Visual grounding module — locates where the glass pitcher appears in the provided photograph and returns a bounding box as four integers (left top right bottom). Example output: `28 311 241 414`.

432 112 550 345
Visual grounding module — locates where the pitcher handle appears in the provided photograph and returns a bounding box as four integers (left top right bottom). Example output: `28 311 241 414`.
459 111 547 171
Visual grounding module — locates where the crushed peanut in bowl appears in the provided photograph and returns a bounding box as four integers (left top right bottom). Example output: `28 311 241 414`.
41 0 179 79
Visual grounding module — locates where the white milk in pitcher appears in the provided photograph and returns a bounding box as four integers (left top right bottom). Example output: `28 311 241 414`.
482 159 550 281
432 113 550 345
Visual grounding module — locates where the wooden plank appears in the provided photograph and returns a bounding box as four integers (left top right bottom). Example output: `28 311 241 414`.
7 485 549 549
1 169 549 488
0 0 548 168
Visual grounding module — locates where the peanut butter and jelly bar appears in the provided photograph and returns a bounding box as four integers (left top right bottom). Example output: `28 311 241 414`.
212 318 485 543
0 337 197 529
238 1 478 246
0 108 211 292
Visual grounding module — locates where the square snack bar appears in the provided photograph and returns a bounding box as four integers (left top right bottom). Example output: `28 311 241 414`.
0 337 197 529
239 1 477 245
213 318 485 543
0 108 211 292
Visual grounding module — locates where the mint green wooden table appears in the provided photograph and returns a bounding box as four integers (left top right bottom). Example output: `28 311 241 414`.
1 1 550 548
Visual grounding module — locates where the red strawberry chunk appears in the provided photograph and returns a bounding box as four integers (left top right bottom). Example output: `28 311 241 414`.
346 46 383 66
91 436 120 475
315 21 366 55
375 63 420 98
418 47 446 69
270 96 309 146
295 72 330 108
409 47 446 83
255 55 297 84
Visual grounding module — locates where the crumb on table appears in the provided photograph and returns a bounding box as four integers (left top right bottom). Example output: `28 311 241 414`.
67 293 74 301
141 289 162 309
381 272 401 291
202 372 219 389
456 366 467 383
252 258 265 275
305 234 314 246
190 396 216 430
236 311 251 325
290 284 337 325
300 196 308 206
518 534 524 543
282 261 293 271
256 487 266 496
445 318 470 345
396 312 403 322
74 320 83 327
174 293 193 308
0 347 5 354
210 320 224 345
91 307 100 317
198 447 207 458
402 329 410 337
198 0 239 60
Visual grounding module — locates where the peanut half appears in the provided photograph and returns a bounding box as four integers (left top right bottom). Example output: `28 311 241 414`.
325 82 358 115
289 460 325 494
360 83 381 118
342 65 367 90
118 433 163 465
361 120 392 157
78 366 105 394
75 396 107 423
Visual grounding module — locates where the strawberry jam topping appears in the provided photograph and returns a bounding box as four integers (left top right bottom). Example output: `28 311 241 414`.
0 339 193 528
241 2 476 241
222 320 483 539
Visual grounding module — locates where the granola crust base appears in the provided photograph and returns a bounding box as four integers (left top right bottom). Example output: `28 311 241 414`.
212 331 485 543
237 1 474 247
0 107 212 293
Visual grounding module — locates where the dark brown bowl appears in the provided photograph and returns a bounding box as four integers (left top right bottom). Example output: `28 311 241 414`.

- _Work request_:
Reproduce the whole listing above exactly.

- _Answer_:
Visual grounding module — locates where the glass pitcher appears in the provided photograph and returns a bounding box as four integers (left top right bottom). Example output: `28 311 241 414`.

432 112 550 345
Visual grounding module — locates where the pitcher handle appears in the provided photograph and returns a bounding box as four integers (left top right bottom). Example output: `28 311 241 414`.
459 111 547 171
Visual grounding module — locates where the crushed peanut in bowl appears in the provided photograph and returns a bounding box as four integers (left top right bottom). Example output: `28 311 241 414`.
41 0 179 79
Visual grounding module — locates where the white milk in pitcher appears in the provided photograph and returns a bounding box as four integers (left top right bottom). Example output: `28 311 241 414`.
482 159 550 281
432 113 550 345
Visual grounding module — locates where the wooden plank appears in the provided photograph and returns a bounding box as four integers (left top right bottom). Example output: `28 311 241 414`.
7 485 549 549
1 169 549 488
0 0 548 168
Visual grounding module — locates where the peanut butter and jelly bar appears in the provided photograph and returns a bounding box as four integers (left top right bottom). Example output: `28 311 241 414`.
212 318 485 543
0 337 197 529
238 1 478 246
0 108 211 292
Visual grounding module — locates where the square snack bar appears in the provided photograph and returns a bounding box as four integers (left top right bottom). Example output: `28 311 241 414`.
0 337 197 529
239 1 477 245
213 318 485 543
0 108 211 292
Visual grounding module — locates where the mint green wooden table appears in the provided photograph and returns a bounding box as four integers (left top right bottom). Example output: `28 311 241 414`.
1 1 550 548
Visual grounding module — locates where the red strawberry chunk appears in the provided photograph and returns a bounding box as four integers (left top right bottom). Example output: `28 311 241 414`.
346 46 383 66
91 436 120 475
315 21 366 55
375 63 420 98
418 47 446 69
270 96 309 146
295 72 330 108
409 47 446 83
255 55 297 84
Visual grounding module — locates where the crumb on table appears in the provided photograph and returns a bounding box as four integers (left top right bottom). Example output: `28 311 241 414`.
67 293 74 301
141 289 162 309
381 272 401 291
202 372 219 389
456 366 467 383
252 258 265 275
305 234 314 246
190 396 216 430
236 311 251 325
290 284 337 325
300 196 308 206
518 534 524 543
282 261 293 271
256 487 266 496
445 318 470 345
396 312 403 322
74 320 83 327
174 293 193 308
0 347 5 354
210 320 224 345
91 307 100 317
198 447 207 458
402 329 410 337
198 0 239 60
Visual grounding module — locates where the peanut half appears in the provided photograph and returns a bounding box as four integers (left top right bottom). Example output: `28 311 241 414`.
325 82 358 115
289 460 325 494
360 83 381 118
342 65 367 90
118 433 163 465
361 120 392 157
78 366 105 394
75 396 107 423
Visual grounding module — locates where the strawberry jam topping appears in the provided photograph and returns a bounding box as four integers (left top right bottom). Example output: `28 311 241 414`.
0 339 193 528
241 2 476 241
222 320 483 539
Visual grounding module — locates where the granola crust base appears in the provided photograph and returns a bounding box as four integers (left top right bottom). Example output: `28 311 241 414`.
212 331 485 543
237 1 474 247
0 107 212 293
Visual grounding module — locates where the dark brown bowl appears in the provided photograph and returns a bounding box as four integers (left top right bottom). Example output: `28 311 241 414`.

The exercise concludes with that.